--- Passage to read ---
A wise man proportions his belief to his evidence.
— David Hume
"Minds do not create truth or falsehood," philosopher Bertrand Russell said. "They create beliefs."
The same might be said of social media platforms like TikTok.
A new belief making the rounds thanks to TikTok—one particularly appealing to anti-vaxxers—holds that, if you take a "detox bath" in borax after you're inoculated, you will remove all the radiation and government-implanted nanotechnologies the shot delivers.
Now, before you cue the theme music from The Twilight Zone, take a moment to consider that millions of your fellow Americans accept (or are disposed to accept) this baloney as fact.
The baloney-maker is the well-known crackpot Dr. Carrie Madej, who a year ago was called out by Reuters for erroneously claiming that an organism in the Covid vaccine was pointing its tenacles at her. (She was observing house dust on her dirty microscope.)
Where wackos like Madej once had to stand on a box in the park to reach an audience, TikTok gives her a pulpit that faces millions of viewers, many as gullible as two-year-olds.
As a self-described "child of God and believer in Jesus Christ," Madjef ought to remove herself from TikTok and, like her rabbi, find a mount in the desert somewhere from which to deliver her sermon.
A desert on Mars would be perfect. (I hear the radiation problem there is awful.)
At least one platform provider, Twitter, has kicked Madej off this week for praising borax baths. Hallelujah!
But while TikTok removed Madej’s video last month, the platform permits it to be viewed through a sharing feature called "Duet."
So where's the issue with baloney? It's a free country. Can't I believe anything I want?
The issue is fraud.
Madej is defrauding her audience, either knowingly—and therefore recklessly—misrepresenting the facts; or unreasonably—and therefore negligently—misrepresenting the facts.
Either way, it's fraud, and makes Madej a fraudster.
--- Data under study ---
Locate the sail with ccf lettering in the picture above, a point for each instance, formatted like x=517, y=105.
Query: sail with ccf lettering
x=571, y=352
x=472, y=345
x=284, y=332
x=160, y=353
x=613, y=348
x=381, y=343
---
Task to complete:
Please answer from the article on borax detox baths: through which TikTok sharing feature can the removed video still be viewed?

Finished task:
A feature called "Duet."